• **Consigne A**: Renvoyez sans aucune modification le passage de l'article sur la Saab 9-3 qui va de « Hypersensible » à « dans leur vin. », ces deux bornes comprises.

----- Extrait de page -----

Hypersensible
Par Philippe Laguë
Dire que les Saab suscitent la controverse est un euphémisme. Les fidèles de la marque – il y en a – sont prêts à tout leur pardonner, même leur manque de fiabilité notoire. C’est que ces voitures suédoises ont du charisme parce qu’elles sont tout, sauf conformistes. Elles ont de la personnalité. Et du caractère. Mais les récentes 9-5 et 9-3 ont prouvé qu’elles pouvaient mettre de l’eau dans leur vin.
Carrosserie
Digne descendante des Saab 99 et 900, la 9-3 a toujours adopté une carrosserie bicorps (hatchback). Celle-ci vient toutefois d’être abandonnée au profit d’une carrosserie trois volumes à cause des exigences du marché nord-américain. Les orthodoxes ont beau dénoncer le non-respect de la tradition, force est d’admettre que les stylistes ont su conserver l’âme de la marque. De plus, ses lignes très pures sont d’une grande beauté. C’est sans doute ce qui a déconcerté les gardiens de la tradition, habitués aux laiderons de la firme de Tröllhattan. Pour 2004, une deuxième configuration vient s’ajouter, soit le très attendu cabriolet, qui compte lui aussi sur une légion de fidèles.
Habitacle
Pourquoi faire simple quand on peut faire compliqué ? Telle semble être la devise de ce constructeur pas comme les autres, marginal et fier de l’être. Passe encore pour la clé de contact, située entre les deux sièges, sur la console; c’est un classique. Mais il faut ensuite se familiariser avec l’ordinateur de bord, ce qui n’a rien d’évident, ainsi qu’avec les commandes de la chaîne audio et de la climatisation, inutilement complexes. Par contre, la présentation intérieure est à la fois originale et fort agréable à l’œil, tandis que le soin apporté à la finition est notable. La canicule de l’été dernier nous a par ailleurs permis de constater l’efficacité de la climatisation. L’excellente réputation des Saab en matière de confort n’est pas surfaite; elle en est en partie redevable à de très bons sièges, à l’avant comme à l’arrière. Il faudra cependant s’habituer aux appuie-tête. Fort bien insonorisé, l’habitacle est aussi très spacieux, particulièrement à l’arrière. À ce chapitre, la 9-3 surpasse ses rivales allemandes.

----- Extraits des entrées -----

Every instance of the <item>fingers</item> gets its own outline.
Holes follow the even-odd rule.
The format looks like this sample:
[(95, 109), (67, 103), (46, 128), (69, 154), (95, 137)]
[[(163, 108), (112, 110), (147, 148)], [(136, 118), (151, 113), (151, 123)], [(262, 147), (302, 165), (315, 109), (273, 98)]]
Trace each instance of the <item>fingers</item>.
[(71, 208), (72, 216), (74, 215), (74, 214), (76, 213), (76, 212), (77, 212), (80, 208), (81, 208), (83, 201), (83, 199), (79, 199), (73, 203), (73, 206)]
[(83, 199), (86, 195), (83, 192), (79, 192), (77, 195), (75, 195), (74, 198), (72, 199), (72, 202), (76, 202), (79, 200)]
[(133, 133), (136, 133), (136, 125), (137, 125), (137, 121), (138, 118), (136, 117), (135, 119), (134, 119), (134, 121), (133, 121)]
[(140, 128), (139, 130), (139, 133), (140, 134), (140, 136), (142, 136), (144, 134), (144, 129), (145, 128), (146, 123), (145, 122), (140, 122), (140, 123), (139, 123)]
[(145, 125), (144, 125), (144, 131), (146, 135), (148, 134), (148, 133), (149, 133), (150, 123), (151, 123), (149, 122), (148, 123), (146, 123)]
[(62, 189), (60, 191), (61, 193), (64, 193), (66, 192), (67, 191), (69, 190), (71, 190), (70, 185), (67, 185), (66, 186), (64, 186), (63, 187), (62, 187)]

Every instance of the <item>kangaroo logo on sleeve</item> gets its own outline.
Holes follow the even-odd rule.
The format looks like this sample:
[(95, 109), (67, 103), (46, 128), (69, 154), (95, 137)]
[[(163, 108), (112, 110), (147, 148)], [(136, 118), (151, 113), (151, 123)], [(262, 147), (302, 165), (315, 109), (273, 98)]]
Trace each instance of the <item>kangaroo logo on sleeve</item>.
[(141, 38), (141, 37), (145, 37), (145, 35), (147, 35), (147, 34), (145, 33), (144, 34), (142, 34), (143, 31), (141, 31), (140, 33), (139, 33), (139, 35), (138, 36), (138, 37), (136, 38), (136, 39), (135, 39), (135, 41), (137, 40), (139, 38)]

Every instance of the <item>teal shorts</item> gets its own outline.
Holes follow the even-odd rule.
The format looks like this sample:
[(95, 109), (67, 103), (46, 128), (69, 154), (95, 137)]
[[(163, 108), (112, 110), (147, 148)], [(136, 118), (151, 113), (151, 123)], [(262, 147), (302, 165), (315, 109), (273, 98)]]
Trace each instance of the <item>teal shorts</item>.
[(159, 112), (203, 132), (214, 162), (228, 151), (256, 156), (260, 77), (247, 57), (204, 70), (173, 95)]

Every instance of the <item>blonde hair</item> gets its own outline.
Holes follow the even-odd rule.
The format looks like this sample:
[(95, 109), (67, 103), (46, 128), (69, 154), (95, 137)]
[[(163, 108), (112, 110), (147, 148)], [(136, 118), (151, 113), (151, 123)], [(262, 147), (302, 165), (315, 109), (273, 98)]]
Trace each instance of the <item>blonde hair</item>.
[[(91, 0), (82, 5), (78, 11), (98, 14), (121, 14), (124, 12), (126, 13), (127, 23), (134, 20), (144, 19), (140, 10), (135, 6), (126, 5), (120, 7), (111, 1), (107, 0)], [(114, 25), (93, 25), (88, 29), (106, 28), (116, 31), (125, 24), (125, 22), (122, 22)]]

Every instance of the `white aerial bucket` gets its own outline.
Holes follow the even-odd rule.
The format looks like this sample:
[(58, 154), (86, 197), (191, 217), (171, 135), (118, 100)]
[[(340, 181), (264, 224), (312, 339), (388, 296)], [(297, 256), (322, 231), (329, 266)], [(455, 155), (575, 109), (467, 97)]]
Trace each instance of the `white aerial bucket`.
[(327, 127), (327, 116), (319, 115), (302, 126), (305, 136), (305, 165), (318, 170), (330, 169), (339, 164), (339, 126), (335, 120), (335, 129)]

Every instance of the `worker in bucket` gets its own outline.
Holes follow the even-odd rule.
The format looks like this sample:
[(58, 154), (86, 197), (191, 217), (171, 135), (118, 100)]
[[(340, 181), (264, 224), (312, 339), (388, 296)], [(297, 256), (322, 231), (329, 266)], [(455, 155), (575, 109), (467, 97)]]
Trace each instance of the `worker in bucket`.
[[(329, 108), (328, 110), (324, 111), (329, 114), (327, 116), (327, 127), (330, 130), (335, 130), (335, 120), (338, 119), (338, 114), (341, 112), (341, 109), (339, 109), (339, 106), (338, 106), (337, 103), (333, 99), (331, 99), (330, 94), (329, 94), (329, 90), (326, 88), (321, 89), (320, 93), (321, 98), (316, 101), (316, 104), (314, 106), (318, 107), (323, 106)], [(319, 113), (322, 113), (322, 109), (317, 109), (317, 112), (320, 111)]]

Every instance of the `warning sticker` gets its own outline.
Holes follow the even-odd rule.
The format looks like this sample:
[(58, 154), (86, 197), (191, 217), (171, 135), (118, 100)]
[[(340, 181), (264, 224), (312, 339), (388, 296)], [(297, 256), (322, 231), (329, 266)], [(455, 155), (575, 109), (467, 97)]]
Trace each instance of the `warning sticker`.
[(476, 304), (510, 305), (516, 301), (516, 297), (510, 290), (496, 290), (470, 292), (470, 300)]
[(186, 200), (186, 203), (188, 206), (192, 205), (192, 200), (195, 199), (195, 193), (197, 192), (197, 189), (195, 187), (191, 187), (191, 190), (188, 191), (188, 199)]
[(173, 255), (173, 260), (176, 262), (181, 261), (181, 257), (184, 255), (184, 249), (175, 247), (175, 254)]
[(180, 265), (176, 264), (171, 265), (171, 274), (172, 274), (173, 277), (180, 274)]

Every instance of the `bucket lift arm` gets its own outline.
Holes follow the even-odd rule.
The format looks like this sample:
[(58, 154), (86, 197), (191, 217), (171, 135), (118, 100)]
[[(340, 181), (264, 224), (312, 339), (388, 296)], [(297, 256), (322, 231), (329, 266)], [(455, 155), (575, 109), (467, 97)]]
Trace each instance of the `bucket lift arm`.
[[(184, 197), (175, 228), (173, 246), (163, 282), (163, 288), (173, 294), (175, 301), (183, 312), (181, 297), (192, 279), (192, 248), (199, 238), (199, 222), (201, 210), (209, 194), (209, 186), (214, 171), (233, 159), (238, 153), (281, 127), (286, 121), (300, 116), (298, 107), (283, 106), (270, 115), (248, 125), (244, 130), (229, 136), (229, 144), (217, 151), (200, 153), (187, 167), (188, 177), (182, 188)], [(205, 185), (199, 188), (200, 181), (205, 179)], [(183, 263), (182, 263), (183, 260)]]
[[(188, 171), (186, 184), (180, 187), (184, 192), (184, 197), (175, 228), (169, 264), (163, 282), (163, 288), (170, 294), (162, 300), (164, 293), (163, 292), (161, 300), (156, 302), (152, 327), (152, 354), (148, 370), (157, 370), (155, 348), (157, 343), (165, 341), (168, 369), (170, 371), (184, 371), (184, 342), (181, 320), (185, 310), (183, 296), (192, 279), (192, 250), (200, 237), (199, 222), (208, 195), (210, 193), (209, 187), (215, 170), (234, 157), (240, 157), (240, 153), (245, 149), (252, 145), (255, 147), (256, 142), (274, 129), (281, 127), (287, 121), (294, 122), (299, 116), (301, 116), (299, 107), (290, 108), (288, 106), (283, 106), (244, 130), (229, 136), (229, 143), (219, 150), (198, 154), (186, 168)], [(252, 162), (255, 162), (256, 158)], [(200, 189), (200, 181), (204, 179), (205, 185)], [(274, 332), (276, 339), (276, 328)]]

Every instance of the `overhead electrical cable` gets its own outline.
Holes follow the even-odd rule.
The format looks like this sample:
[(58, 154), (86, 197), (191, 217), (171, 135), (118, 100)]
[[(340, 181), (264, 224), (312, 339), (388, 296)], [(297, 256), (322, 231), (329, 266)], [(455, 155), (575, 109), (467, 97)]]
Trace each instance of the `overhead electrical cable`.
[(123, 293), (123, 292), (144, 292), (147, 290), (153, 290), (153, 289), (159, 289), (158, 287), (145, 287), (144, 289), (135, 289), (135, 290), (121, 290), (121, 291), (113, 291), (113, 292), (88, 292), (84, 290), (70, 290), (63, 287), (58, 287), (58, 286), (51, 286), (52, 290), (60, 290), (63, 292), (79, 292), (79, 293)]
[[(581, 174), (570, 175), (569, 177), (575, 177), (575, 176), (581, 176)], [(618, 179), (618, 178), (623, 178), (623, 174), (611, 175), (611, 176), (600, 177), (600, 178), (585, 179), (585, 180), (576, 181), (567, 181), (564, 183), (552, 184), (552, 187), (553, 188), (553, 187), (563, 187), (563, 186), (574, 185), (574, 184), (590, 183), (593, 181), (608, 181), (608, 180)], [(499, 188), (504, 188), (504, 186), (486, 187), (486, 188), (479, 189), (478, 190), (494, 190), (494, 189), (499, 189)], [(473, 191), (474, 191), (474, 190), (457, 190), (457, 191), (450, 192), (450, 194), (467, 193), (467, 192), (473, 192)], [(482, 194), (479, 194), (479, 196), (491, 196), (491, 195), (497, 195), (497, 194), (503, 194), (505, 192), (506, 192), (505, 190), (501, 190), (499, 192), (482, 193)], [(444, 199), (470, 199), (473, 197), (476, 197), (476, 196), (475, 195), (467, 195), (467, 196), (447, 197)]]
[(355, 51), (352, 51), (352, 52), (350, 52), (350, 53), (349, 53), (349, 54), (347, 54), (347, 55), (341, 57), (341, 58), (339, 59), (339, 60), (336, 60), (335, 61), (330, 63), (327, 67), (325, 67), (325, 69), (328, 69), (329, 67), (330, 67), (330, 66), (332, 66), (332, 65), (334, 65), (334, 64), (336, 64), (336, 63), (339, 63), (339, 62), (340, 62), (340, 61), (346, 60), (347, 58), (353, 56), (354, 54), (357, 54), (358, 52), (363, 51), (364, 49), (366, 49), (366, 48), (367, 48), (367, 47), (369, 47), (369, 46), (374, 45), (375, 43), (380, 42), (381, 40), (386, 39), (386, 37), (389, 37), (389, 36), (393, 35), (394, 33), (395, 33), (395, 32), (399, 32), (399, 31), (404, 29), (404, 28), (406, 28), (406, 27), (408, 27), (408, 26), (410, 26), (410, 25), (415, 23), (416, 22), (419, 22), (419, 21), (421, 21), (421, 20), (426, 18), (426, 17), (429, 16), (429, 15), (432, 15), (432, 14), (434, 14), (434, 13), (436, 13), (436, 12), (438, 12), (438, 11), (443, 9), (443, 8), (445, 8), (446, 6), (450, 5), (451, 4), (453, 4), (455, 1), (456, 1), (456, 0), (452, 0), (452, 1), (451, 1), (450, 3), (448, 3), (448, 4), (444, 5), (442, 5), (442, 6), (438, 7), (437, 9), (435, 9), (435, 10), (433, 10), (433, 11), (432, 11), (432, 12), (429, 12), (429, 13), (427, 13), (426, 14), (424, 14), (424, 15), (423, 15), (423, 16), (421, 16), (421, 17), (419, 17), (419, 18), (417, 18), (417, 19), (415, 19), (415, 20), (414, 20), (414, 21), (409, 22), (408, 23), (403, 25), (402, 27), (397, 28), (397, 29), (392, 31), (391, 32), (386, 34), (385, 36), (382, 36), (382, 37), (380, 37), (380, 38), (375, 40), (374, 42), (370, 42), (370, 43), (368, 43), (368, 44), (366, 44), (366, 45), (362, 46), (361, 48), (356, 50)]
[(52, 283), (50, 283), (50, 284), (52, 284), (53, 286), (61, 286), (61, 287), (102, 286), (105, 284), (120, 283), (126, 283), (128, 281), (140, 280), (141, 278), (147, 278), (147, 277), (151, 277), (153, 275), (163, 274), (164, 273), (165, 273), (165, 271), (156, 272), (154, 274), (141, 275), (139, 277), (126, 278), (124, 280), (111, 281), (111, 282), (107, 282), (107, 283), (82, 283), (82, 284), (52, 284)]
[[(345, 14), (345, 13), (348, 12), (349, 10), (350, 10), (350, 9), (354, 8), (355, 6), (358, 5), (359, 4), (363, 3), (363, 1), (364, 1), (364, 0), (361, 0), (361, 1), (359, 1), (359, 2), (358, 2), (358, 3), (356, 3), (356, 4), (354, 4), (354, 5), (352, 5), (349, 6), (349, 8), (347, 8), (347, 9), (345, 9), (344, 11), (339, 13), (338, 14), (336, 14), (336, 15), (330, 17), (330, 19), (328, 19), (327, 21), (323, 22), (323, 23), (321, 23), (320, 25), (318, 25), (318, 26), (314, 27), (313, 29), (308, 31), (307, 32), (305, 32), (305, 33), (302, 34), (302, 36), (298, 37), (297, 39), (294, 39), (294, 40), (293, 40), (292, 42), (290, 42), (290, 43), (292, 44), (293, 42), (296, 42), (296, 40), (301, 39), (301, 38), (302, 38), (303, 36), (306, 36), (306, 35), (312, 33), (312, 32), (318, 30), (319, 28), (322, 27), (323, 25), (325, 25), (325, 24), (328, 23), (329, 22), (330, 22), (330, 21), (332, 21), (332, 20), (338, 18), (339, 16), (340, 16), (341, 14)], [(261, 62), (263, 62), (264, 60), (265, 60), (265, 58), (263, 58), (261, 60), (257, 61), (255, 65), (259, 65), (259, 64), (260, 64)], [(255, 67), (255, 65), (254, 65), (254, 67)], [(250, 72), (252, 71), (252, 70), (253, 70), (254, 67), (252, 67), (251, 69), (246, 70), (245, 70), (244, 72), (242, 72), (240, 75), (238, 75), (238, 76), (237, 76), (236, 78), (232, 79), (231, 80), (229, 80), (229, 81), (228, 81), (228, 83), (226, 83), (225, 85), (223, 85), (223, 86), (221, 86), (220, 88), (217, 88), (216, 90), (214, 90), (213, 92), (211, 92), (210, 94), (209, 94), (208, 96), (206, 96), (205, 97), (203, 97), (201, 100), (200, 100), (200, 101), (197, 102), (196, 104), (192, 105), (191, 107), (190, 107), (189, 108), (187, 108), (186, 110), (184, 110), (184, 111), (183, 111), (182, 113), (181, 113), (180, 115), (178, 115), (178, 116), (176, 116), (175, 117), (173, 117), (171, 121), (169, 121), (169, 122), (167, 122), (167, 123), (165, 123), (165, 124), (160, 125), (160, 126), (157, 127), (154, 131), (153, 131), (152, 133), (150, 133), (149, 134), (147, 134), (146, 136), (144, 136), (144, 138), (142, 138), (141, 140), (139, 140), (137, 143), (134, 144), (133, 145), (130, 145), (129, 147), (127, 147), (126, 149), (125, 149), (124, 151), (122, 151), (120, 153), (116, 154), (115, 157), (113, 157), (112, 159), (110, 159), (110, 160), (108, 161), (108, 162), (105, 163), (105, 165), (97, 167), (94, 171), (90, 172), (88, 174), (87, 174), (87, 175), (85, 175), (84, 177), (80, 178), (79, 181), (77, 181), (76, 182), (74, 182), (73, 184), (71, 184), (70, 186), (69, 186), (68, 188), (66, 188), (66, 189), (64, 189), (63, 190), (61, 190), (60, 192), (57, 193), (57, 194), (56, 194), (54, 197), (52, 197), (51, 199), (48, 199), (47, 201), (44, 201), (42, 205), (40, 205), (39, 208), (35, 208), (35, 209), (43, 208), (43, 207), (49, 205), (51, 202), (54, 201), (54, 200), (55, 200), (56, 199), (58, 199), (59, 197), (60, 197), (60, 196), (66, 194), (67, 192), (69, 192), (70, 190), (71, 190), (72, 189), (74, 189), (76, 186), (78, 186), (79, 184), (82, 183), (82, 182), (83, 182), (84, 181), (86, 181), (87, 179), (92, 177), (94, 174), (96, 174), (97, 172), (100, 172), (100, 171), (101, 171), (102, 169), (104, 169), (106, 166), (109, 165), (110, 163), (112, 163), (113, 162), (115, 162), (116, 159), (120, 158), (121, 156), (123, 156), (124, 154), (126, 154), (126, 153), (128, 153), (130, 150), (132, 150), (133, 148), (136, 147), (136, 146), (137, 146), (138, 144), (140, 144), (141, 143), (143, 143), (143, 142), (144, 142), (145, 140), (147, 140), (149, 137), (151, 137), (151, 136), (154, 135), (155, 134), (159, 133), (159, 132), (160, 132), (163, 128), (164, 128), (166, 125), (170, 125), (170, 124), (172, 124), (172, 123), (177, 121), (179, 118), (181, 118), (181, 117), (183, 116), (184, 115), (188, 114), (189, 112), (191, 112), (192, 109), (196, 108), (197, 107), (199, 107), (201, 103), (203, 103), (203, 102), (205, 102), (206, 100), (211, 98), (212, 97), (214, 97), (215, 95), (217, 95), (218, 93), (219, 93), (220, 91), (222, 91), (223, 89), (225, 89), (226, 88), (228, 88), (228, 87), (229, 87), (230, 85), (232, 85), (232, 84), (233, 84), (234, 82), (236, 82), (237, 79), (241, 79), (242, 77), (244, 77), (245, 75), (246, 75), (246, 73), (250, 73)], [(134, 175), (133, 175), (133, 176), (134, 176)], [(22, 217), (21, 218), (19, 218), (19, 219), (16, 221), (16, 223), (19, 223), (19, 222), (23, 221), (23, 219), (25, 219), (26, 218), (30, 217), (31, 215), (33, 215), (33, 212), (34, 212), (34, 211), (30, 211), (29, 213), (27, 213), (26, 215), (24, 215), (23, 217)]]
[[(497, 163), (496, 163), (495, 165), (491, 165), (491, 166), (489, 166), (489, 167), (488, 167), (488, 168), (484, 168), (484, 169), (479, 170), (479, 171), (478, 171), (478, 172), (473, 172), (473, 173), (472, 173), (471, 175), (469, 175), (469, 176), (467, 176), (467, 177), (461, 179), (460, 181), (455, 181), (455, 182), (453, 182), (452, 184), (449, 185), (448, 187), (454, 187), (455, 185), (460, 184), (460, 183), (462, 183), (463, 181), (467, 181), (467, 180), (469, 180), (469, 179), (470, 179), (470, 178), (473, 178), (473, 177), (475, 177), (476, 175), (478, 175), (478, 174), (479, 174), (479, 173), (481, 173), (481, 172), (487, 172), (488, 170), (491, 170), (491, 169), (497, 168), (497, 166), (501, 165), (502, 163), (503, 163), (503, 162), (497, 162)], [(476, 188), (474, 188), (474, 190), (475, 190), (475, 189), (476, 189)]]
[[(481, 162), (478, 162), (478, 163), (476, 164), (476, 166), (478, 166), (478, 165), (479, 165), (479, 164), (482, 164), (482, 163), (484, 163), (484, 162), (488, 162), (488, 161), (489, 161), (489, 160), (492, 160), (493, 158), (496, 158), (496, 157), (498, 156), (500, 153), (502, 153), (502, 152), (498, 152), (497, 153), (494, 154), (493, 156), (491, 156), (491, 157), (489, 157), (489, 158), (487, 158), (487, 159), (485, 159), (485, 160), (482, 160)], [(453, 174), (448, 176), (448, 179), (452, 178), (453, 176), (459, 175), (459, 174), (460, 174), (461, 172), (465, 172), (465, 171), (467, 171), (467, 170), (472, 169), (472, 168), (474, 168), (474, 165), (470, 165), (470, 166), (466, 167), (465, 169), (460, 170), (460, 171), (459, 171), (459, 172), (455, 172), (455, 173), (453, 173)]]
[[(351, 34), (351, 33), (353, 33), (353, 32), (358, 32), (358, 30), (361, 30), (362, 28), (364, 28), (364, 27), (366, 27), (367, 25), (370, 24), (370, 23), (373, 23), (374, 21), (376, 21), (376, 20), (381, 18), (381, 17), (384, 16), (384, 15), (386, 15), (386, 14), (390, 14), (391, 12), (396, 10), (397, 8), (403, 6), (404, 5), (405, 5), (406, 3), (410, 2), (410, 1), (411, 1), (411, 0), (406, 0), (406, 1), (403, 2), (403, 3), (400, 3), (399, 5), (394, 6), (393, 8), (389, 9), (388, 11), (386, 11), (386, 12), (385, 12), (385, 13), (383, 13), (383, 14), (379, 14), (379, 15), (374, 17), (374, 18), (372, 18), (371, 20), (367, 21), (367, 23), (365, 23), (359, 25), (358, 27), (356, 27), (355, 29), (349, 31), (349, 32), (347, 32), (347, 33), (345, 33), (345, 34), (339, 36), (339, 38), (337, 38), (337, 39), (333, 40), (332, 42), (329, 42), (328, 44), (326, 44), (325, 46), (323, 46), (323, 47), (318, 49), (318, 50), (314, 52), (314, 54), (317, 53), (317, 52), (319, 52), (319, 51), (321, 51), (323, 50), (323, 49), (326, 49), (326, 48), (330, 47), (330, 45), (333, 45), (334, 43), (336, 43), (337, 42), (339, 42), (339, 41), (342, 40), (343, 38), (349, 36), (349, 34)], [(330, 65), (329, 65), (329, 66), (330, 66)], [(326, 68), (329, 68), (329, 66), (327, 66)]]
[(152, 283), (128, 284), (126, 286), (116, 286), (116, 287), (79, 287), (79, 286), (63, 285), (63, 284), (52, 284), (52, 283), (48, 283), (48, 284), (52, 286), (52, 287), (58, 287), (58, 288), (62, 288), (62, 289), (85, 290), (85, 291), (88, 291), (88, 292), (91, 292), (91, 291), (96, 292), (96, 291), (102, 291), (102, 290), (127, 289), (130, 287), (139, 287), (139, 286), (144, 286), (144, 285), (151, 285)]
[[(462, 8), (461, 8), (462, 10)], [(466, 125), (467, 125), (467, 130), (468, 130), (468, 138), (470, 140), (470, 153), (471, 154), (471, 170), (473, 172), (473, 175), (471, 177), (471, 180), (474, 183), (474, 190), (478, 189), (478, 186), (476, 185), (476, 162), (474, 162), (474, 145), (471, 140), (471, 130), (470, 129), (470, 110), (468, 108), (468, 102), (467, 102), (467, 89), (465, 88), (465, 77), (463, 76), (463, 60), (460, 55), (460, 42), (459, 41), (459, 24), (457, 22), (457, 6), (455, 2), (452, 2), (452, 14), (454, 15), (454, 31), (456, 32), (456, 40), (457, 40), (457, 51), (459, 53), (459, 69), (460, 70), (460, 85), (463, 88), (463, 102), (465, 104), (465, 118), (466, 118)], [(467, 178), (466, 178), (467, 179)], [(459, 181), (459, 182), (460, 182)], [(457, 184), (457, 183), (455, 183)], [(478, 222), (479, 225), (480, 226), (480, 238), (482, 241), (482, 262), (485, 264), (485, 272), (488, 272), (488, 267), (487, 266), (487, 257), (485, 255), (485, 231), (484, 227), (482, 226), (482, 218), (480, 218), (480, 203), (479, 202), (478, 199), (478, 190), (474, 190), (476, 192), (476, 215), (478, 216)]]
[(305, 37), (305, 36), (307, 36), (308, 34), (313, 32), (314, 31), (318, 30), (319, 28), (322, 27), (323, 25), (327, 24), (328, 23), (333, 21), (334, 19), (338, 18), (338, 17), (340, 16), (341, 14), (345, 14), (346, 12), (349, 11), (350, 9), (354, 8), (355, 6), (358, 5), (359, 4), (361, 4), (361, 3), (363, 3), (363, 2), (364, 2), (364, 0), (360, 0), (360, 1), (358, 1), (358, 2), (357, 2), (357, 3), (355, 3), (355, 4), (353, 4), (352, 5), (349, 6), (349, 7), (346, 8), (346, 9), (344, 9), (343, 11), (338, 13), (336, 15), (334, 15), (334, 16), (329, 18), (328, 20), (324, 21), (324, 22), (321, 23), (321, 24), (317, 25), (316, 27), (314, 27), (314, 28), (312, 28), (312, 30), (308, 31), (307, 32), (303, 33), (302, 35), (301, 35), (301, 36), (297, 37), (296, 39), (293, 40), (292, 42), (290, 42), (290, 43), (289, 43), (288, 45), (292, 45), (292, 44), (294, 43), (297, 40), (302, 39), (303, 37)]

-----

• **Consigne B**: Réécrivez en liste JSON de chaînes les lignes des entrées situées entre celle qui contient « Every instance of the <item>blonde » et celle qui contient « 22), (122, 22)]] », incluses, à raison d'une chaîne par ligne et sans les lignes vides.

• **Résultat A**:
Hypersensible
Par Philippe Laguë
Dire que les Saab suscitent la controverse est un euphémisme. Les fidèles de la marque – il y en a – sont prêts à tout leur pardonner, même leur manque de fiabilité notoire. C’est que ces voitures suédoises ont du charisme parce qu’elles sont tout, sauf conformistes. Elles ont de la personnalité. Et du caractère. Mais les récentes 9-5 et 9-3 ont prouvé qu’elles pouvaient mettre de l’eau dans leur vin.

• **Résultat B**:
[
  "Every instance of the <item>blonde hair</item> gets its own outline.",
  "Holes follow the even-odd rule.",
  "The format looks like this sample:",
  "[(95, 109), (67, 103), (46, 128), (69, 154), (95, 137)]",
  "[[(163, 108), (112, 110), (147, 148)], [(136, 118), (151, 113), (151, 123)], [(262, 147), (302, 165), (315, 109), (273, 98)]]",
  "Trace each instance of the <item>blonde hair</item>.",
  "[[(91, 0), (82, 5), (78, 11), (98, 14), (121, 14), (124, 12), (126, 13), (127, 23), (134, 20), (144, 19), (140, 10), (135, 6), (126, 5), (120, 7), (111, 1), (107, 0)], [(114, 25), (93, 25), (88, 29), (106, 28), (116, 31), (125, 24), (125, 22), (122, 22)]]"
]